-- Start Given information --

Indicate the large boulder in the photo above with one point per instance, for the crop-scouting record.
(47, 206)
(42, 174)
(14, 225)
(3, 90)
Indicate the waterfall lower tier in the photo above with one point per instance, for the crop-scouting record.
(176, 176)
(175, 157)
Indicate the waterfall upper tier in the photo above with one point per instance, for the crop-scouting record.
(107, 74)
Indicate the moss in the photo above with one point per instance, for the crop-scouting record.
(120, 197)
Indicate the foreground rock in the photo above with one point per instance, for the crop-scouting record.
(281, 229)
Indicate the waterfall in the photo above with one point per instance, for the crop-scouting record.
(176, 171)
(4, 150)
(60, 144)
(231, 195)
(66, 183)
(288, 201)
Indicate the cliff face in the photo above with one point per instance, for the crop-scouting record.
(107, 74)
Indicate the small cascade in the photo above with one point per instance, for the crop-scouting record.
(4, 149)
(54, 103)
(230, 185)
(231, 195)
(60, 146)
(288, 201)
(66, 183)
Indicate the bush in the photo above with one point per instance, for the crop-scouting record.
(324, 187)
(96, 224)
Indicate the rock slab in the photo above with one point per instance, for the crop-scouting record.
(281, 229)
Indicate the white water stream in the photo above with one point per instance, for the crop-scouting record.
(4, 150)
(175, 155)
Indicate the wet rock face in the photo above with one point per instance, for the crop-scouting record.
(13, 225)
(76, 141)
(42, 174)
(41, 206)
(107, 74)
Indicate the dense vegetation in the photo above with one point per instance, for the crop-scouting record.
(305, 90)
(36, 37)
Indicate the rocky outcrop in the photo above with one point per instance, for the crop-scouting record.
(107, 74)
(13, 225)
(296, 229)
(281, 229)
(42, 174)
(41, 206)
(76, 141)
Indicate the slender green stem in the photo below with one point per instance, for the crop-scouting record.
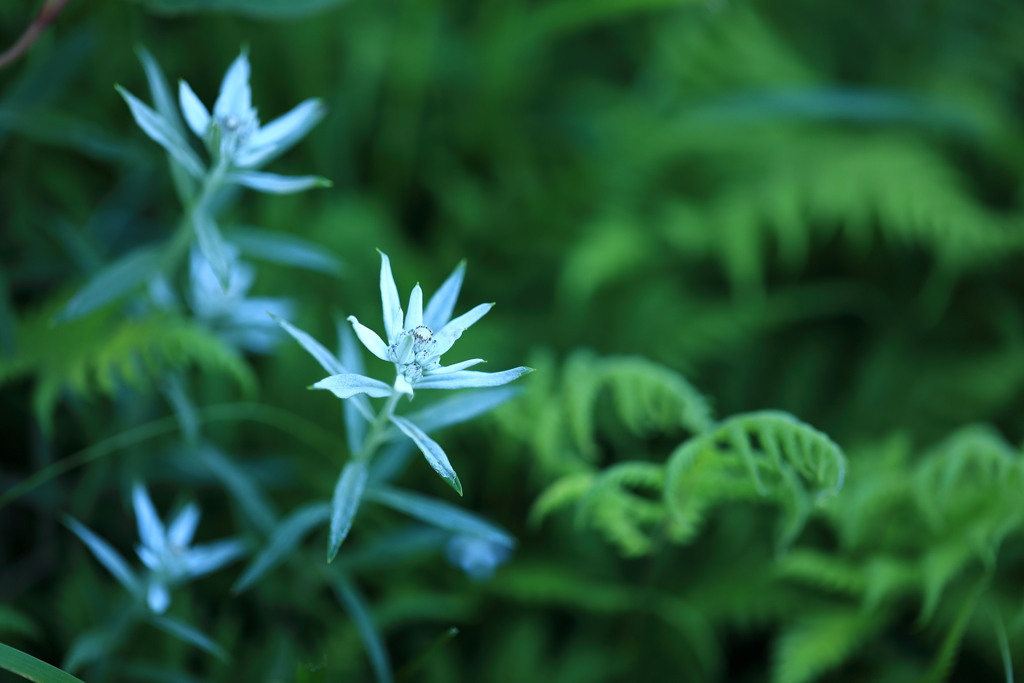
(378, 428)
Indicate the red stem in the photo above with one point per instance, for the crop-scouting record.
(45, 16)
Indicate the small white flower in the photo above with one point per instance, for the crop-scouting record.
(232, 133)
(167, 552)
(416, 341)
(477, 557)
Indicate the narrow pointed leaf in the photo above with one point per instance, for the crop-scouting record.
(189, 634)
(192, 108)
(276, 184)
(29, 667)
(461, 408)
(467, 379)
(346, 386)
(327, 359)
(212, 245)
(109, 557)
(439, 513)
(439, 308)
(284, 541)
(164, 134)
(347, 494)
(115, 281)
(359, 611)
(431, 451)
(286, 130)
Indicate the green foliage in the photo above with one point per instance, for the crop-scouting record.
(101, 354)
(764, 256)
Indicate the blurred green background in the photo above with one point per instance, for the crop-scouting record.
(803, 207)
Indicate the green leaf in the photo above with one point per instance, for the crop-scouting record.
(284, 541)
(212, 245)
(347, 494)
(258, 9)
(439, 514)
(359, 611)
(29, 667)
(189, 634)
(114, 282)
(284, 249)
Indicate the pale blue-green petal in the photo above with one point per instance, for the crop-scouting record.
(286, 538)
(369, 338)
(355, 419)
(211, 556)
(467, 379)
(212, 245)
(186, 632)
(193, 109)
(431, 451)
(389, 301)
(109, 557)
(439, 308)
(164, 134)
(327, 359)
(344, 504)
(182, 528)
(253, 157)
(276, 184)
(347, 385)
(444, 339)
(448, 370)
(288, 129)
(460, 408)
(236, 96)
(440, 514)
(401, 385)
(358, 610)
(148, 558)
(158, 597)
(151, 529)
(466, 319)
(414, 317)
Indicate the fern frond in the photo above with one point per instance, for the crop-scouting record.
(97, 354)
(758, 456)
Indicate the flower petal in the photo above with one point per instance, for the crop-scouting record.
(151, 529)
(369, 338)
(448, 370)
(164, 133)
(468, 378)
(286, 130)
(465, 321)
(236, 96)
(181, 530)
(441, 304)
(414, 317)
(276, 184)
(431, 451)
(346, 386)
(159, 597)
(445, 339)
(389, 301)
(195, 112)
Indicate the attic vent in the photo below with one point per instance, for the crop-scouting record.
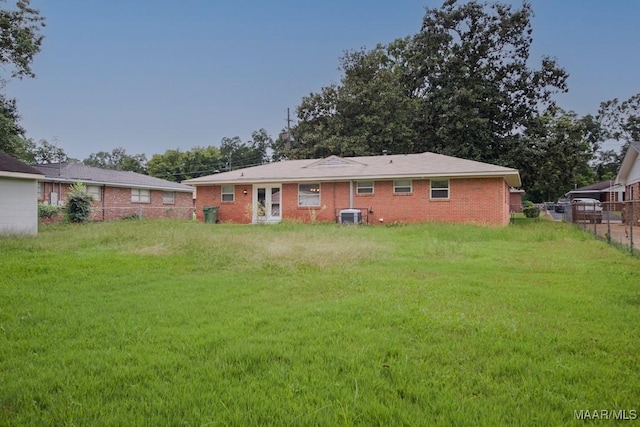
(333, 162)
(350, 216)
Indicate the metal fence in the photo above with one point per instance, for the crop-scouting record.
(618, 223)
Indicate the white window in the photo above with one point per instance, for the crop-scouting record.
(168, 197)
(94, 192)
(364, 187)
(402, 186)
(439, 188)
(228, 193)
(139, 195)
(309, 195)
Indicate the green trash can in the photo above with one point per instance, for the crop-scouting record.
(210, 214)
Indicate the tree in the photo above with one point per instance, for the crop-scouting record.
(78, 207)
(241, 155)
(620, 121)
(175, 165)
(20, 41)
(117, 159)
(554, 156)
(46, 152)
(462, 86)
(20, 37)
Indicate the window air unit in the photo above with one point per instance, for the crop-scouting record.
(350, 216)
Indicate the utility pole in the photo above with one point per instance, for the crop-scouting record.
(288, 130)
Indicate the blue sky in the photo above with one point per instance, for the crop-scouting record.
(153, 75)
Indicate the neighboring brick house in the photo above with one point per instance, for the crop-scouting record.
(116, 194)
(18, 214)
(629, 177)
(383, 189)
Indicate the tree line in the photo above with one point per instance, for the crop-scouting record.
(465, 85)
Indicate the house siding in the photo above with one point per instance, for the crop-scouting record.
(116, 203)
(479, 201)
(18, 214)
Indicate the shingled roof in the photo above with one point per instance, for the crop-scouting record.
(334, 168)
(14, 167)
(89, 175)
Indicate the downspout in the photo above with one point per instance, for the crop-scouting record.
(351, 194)
(103, 205)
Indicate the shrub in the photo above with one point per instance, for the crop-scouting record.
(530, 210)
(78, 207)
(48, 211)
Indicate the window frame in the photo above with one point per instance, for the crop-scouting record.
(227, 193)
(433, 189)
(397, 186)
(309, 196)
(137, 195)
(359, 188)
(95, 192)
(168, 202)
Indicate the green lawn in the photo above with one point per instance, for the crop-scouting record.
(178, 323)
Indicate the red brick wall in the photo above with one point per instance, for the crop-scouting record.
(116, 203)
(481, 201)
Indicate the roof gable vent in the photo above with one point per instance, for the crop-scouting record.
(333, 161)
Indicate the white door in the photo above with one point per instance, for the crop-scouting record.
(266, 203)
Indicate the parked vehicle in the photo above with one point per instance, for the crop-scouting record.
(587, 210)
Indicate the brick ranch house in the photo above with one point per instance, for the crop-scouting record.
(116, 194)
(384, 189)
(629, 177)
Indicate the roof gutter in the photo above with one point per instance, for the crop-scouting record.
(513, 179)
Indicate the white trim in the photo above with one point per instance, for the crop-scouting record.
(21, 175)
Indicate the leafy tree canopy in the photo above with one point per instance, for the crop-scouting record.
(176, 165)
(20, 41)
(117, 159)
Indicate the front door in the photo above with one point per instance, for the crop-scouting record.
(266, 203)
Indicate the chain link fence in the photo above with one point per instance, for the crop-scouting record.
(618, 223)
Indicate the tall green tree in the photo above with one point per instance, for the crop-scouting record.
(20, 41)
(117, 159)
(553, 156)
(240, 154)
(462, 86)
(47, 152)
(176, 165)
(620, 121)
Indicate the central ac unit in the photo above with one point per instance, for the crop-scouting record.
(350, 216)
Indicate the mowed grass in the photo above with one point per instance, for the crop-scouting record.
(178, 323)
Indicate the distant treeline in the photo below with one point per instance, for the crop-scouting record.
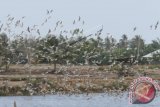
(78, 50)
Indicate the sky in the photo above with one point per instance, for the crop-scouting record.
(117, 17)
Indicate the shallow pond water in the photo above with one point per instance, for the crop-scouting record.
(82, 100)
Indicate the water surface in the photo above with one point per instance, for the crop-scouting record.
(83, 100)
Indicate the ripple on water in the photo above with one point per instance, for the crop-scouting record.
(82, 100)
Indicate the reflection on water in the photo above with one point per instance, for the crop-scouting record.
(83, 100)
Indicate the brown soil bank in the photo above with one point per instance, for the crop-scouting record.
(37, 80)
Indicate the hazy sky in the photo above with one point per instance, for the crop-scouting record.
(117, 16)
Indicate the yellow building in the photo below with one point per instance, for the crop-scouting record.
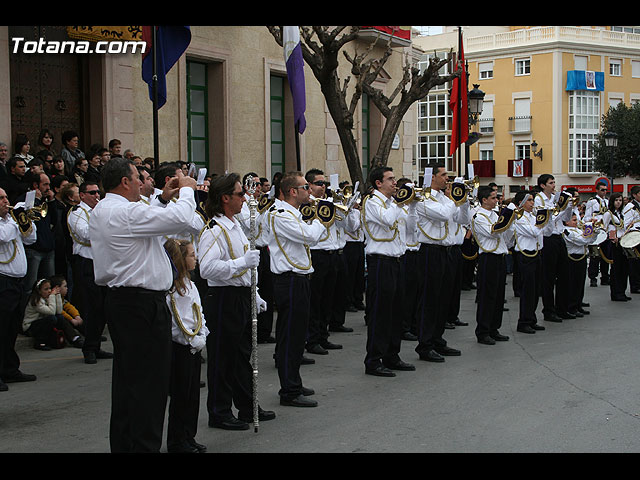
(546, 86)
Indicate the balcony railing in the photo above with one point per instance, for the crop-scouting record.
(519, 125)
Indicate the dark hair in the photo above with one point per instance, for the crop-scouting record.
(167, 169)
(377, 174)
(222, 185)
(543, 179)
(484, 191)
(289, 181)
(311, 174)
(114, 171)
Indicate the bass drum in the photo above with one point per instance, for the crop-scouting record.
(630, 242)
(594, 248)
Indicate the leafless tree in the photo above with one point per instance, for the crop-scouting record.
(321, 46)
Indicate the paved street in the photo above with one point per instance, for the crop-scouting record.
(571, 388)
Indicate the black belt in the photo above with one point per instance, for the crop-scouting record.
(384, 257)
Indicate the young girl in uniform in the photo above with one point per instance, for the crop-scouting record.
(189, 333)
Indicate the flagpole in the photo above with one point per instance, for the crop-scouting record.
(154, 82)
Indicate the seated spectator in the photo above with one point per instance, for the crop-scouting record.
(70, 151)
(43, 316)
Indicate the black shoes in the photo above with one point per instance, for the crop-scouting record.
(380, 371)
(402, 366)
(299, 401)
(231, 423)
(525, 329)
(432, 356)
(448, 351)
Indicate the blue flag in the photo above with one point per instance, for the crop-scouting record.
(171, 42)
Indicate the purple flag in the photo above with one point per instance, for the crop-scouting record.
(295, 73)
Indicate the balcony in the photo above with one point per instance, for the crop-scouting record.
(519, 125)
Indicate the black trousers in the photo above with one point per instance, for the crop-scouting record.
(435, 279)
(292, 293)
(354, 255)
(184, 390)
(11, 292)
(530, 273)
(265, 288)
(555, 275)
(578, 275)
(94, 316)
(323, 282)
(229, 374)
(140, 326)
(339, 302)
(409, 284)
(384, 324)
(492, 272)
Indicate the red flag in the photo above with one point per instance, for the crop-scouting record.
(458, 103)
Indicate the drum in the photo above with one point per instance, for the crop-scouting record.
(594, 248)
(630, 243)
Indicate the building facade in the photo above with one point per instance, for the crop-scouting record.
(228, 102)
(546, 89)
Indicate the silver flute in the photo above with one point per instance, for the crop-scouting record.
(251, 187)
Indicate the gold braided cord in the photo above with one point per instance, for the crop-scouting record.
(473, 231)
(306, 247)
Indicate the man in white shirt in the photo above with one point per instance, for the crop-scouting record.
(385, 245)
(436, 216)
(594, 210)
(290, 239)
(92, 296)
(492, 269)
(226, 262)
(555, 263)
(13, 268)
(127, 239)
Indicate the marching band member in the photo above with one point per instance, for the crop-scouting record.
(594, 211)
(555, 279)
(92, 295)
(436, 215)
(13, 268)
(492, 235)
(226, 262)
(528, 242)
(631, 214)
(127, 240)
(289, 241)
(384, 248)
(614, 223)
(577, 249)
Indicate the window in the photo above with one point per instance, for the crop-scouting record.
(485, 70)
(615, 67)
(197, 118)
(277, 124)
(365, 136)
(523, 66)
(584, 125)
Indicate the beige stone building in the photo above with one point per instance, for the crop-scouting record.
(228, 102)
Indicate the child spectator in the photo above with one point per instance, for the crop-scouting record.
(43, 316)
(189, 333)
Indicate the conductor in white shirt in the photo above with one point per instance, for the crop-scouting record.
(127, 240)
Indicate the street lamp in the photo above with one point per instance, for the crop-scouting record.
(611, 141)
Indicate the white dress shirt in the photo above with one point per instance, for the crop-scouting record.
(527, 235)
(78, 223)
(380, 216)
(127, 240)
(188, 325)
(488, 241)
(13, 260)
(290, 239)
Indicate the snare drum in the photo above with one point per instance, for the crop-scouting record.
(594, 248)
(630, 243)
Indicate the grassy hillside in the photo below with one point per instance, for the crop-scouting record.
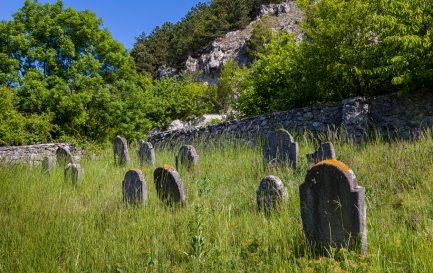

-- End Given information --

_The problem_. Reproduce the records verbatim, starting with the line that contains "Indicate the street" and going on through the end of the records. Leave the pictures out of your answer.

_Exercise output_.
Indicate the street lamp in the photo above with one point per instance, for the crop-scouting record.
(611, 141)
Indicate the white dress shirt in the photo above with one point per instance, for the crop-scouting record.
(527, 235)
(78, 223)
(380, 216)
(127, 240)
(188, 325)
(488, 241)
(13, 260)
(290, 239)
Indicate the snare drum in the photo above with one point per instance, for the crop-scouting record.
(594, 248)
(630, 243)
Indicate the grassy hillside in the photo below with one point per instance, for the crop-scouting record.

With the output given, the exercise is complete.